● TEXT EXTRACT:
Kareena about her role in Refugee
Scion of Hindi cinema's first family, also known as the Kapoor clan, Kareena has always been in the news. First as the svelte Karisma's podgy little sister, who vowed she would also enter the film industry and be a big star.
Then, when she actually fulfilled that promise. She lost weight by the kilos and transformed into a beauty with a peaches 'n' cream complexion. And signed on to debut with Hrithik Roshan in Kaho Naa... Pyaar Hai.
Some time later, she was out of the film, accused of starry tantrums, misbehavior on the sets, an unbearable motherly influence in the form of Babita and a marked preference for what she thought were more prestigious projects.
Kareena wasn't really upset with the controversy. She already had another very exciting film in her kitty -- J P Dutta's Refugee, which would also launch the Bachchan heir, Abhishek. It was the role of a life and Kareena knew it. No controversies surrounded her in this film; she was on her best behaviour.
Despite rumours of her unprofessionalism, the industry has lapped her up -- some of the films she has signed up include Subhash Ghai's Yaadein, Karan Johar's Kabhi Kushi Kabhi Gham (both opposite Hrithik Roshan, Abbas-Mustan's Ajnabi opposite Bobby Deol, Vashu Bhagnani's Mujhe Kuch Kehna Hai (which will launch Jeetendra's son, Tushar and Chori Chori (opposite Ajay Devgan).

● RAW DATA:
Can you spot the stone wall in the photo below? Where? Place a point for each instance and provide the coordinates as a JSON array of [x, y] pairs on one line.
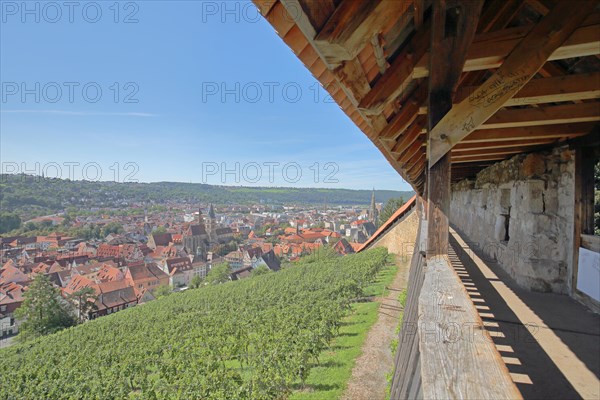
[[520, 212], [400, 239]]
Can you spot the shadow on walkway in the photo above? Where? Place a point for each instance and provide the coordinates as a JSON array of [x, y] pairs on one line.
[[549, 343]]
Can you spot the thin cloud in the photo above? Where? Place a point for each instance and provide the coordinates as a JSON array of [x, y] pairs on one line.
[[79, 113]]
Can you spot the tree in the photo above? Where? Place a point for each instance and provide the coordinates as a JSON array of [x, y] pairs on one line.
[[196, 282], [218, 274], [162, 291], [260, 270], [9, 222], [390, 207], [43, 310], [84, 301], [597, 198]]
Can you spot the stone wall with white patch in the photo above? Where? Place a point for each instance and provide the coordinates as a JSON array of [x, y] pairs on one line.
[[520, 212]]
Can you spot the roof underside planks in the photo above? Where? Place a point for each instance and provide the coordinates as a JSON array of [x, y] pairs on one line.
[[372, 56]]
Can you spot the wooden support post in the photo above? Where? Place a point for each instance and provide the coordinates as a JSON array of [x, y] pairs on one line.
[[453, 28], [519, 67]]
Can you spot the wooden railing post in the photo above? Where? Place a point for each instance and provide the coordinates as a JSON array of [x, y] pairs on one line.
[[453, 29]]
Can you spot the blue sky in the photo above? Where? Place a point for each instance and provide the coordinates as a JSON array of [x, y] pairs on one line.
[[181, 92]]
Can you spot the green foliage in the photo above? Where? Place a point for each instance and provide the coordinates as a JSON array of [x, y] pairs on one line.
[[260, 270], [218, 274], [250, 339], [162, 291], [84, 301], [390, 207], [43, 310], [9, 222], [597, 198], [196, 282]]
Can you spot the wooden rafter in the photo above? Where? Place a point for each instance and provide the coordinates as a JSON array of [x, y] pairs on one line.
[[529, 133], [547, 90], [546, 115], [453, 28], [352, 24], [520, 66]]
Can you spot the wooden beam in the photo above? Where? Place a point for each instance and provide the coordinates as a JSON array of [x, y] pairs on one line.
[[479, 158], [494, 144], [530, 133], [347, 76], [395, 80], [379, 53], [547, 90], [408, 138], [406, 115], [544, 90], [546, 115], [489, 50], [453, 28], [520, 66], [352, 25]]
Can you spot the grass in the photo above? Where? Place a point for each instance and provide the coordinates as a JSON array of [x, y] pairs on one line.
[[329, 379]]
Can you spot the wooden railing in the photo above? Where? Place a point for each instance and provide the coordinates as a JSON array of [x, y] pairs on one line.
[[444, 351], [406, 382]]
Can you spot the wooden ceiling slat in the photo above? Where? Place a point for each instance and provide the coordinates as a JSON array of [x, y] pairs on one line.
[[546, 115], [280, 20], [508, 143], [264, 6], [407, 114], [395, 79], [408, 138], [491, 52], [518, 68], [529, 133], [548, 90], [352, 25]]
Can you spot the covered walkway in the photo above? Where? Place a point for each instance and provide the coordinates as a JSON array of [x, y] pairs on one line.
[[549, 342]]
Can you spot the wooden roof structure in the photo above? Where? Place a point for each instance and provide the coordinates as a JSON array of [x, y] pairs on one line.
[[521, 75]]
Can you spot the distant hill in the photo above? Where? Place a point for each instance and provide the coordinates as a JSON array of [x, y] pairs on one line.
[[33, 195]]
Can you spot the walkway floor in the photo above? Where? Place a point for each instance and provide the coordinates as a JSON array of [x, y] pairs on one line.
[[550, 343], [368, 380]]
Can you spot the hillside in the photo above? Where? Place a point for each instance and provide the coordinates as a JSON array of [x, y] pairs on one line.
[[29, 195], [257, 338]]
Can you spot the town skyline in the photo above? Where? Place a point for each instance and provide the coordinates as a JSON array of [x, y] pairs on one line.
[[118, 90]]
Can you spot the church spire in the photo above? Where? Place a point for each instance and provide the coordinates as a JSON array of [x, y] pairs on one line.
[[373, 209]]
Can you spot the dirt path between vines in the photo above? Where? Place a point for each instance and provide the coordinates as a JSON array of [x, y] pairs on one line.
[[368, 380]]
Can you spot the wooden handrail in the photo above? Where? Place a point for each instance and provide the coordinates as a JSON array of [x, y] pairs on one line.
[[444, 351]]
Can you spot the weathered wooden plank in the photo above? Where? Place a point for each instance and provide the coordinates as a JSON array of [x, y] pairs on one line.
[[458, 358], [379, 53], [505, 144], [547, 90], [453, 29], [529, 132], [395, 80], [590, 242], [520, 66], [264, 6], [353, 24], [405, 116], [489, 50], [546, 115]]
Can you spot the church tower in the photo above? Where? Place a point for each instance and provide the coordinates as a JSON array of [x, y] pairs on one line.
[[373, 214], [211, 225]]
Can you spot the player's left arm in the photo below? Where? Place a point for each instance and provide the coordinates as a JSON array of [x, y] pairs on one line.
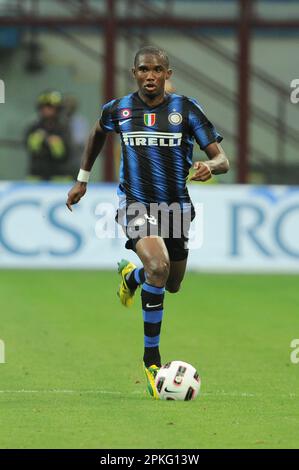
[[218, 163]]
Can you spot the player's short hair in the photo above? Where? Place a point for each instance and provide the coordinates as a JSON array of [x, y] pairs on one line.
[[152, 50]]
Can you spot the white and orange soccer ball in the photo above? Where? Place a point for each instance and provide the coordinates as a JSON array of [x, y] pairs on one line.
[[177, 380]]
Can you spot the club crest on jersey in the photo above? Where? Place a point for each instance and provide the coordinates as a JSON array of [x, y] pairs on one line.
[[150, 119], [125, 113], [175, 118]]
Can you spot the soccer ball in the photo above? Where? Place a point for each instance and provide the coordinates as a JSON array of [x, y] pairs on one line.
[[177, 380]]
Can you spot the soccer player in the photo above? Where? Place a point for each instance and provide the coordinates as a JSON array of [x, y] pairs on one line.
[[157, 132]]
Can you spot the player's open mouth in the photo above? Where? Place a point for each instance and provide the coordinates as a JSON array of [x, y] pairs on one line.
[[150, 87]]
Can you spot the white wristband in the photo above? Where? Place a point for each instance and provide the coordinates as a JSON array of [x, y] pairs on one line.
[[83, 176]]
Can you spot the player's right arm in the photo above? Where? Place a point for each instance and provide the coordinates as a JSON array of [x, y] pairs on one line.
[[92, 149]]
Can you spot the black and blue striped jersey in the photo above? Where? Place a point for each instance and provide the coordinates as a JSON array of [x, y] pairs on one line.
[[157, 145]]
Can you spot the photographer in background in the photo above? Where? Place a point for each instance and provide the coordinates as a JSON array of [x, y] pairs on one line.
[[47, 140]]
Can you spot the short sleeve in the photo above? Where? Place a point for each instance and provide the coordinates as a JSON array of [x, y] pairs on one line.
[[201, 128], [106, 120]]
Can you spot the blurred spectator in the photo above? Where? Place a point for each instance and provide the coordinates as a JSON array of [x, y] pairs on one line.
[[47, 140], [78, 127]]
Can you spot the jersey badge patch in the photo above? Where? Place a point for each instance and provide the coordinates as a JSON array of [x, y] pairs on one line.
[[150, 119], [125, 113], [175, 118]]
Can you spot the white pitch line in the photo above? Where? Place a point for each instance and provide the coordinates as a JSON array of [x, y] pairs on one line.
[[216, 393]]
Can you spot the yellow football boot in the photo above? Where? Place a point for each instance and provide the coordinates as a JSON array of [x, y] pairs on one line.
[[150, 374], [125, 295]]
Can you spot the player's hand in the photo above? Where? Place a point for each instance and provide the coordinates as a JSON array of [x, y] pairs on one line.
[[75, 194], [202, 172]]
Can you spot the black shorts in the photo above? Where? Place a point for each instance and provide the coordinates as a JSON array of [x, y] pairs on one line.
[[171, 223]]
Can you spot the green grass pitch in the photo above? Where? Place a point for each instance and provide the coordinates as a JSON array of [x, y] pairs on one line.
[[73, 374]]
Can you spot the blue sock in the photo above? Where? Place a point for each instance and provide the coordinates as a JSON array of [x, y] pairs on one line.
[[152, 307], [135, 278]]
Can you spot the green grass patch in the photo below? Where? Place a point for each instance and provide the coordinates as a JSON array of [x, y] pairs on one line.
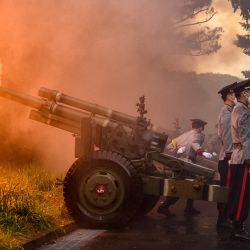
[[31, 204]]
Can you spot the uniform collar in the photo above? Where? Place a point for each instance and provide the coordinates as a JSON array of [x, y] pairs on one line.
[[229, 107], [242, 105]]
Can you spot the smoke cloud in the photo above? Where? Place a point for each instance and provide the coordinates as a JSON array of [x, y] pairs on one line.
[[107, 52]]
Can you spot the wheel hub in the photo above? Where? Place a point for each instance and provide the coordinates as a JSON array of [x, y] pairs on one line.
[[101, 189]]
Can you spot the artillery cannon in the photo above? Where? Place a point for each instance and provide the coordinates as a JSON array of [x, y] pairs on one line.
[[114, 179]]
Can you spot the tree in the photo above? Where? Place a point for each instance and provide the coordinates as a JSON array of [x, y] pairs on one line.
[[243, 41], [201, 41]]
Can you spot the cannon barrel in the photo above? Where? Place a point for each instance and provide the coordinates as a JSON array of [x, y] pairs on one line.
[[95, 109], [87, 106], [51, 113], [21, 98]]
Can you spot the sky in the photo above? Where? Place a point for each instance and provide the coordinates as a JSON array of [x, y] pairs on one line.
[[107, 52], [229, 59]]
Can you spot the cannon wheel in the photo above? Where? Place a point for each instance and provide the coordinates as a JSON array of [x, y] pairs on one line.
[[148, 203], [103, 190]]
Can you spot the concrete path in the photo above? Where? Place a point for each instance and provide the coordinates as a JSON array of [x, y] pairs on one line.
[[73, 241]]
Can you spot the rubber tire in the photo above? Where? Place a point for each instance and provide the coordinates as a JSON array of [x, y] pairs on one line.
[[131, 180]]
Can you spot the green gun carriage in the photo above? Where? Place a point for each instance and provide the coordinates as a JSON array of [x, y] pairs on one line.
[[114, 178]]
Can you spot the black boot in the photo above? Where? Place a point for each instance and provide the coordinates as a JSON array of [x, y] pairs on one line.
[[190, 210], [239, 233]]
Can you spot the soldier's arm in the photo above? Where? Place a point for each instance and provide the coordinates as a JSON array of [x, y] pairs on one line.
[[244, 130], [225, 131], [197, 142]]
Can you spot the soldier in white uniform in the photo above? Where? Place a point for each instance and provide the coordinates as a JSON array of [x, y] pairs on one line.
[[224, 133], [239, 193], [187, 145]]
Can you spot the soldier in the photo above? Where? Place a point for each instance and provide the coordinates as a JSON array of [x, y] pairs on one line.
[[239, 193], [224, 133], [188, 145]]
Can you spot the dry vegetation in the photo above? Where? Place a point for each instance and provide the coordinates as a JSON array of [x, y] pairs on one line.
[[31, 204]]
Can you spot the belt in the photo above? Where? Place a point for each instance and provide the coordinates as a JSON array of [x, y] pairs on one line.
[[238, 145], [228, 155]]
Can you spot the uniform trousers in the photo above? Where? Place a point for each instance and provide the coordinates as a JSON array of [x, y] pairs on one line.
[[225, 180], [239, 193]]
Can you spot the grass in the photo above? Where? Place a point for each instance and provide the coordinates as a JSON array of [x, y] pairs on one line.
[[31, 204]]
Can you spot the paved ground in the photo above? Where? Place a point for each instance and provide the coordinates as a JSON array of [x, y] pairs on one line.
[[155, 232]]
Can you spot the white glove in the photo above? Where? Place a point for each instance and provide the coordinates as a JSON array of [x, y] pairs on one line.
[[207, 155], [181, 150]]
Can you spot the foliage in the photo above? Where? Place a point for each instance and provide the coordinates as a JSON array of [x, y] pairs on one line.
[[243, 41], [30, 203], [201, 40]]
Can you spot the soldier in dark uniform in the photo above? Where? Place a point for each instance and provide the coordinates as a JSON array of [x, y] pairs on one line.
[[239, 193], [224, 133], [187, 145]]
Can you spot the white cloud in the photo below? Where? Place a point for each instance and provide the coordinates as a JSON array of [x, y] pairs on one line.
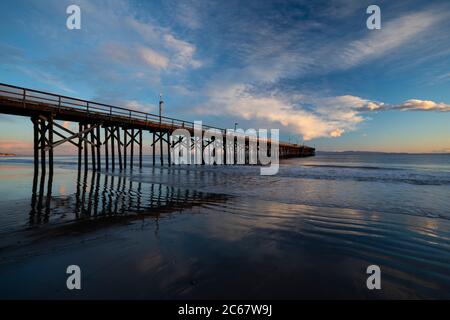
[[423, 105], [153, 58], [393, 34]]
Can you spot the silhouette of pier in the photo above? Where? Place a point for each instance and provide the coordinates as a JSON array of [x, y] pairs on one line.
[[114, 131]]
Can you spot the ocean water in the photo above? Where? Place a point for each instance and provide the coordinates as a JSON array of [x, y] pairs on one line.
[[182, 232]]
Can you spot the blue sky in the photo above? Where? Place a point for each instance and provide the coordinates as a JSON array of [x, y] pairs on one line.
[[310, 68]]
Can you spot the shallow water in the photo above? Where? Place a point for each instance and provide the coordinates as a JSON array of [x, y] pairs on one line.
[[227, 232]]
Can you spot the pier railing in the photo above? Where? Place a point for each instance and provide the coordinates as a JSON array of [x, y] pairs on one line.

● EXERCISE TASK A: Reproduce the Kareena article word for word from "Then, when she" to "Naa... Pyaar Hai.".
● EXERCISE TASK B: Extend the Kareena article past its final sentence.

● WRITTEN ANSWER A:
Then, when she actually fulfilled that promise. She lost weight by the kilos and transformed into a beauty with a peaches 'n' cream complexion. And signed on to debut with Hrithik Roshan in Kaho Naa... Pyaar Hai.

● WRITTEN ANSWER B:
In the interim, she made up with Hrithik, especially after Ghai stated he would, if necessary, prefer to drop her from Yaadein instead of the latter.
But Kareena does not have too much too worry about. Besides the impressive list of films, she has already made quite an impression in the tantalising promos of Refugee now on air. Even though Abhishek is the focus of the limelight in Refugee's press meets across the country and is expected to do well, Kareena may well prove to be the surprise package.
-- Kareena claims to prefer that label to that of a star -- in the days preceding her launch in J P Dutta's Refugee.
Considering your background, do you think it was inevitable that you too would enter the industry?
Yeah, I think it was, because I have grown up in that atmosphere. My great grandfather (Prithviraj Kapoor), my grandfather (Raj Kapoor), my parents (Randhir Kapoor and Babita) and my sister (Karisma Kapoor)... everyone has been involved with films. So you can say it was inevitable. Besides, even when I was a kid, I only wanted to be an actress.
What motivated you to actually take the plunge?
Ever since I was a kid, I knew my sister was going to join the industry. I used to see her talking about films. Both of us would chat about it as well. In our family, women were not supposed to join the industry. I guess my sister broke the ice and I am following the tradition.
Didn't you go abroad to pursue your studies?
Yeah, I went to Harvard for a course in microcomputers and information technology. I did it for three months. Then I joined a drama school. That, too, was for a short while. I left studies because I knew I wanted to join the movies.
Who was the first one to know that you wanted to be an actress? What was the general reaction?
My mom, I think. I told her I was keen on joining the movies. She supported me all through it.
Was she surprised?
No, not at all. In fact, as kids, we always used to talk about it and say, "One day we will be in the movies." So she always knew.
Why didn't Kaho Naa...Pyaar Hai work out? Do you regret not doing the film?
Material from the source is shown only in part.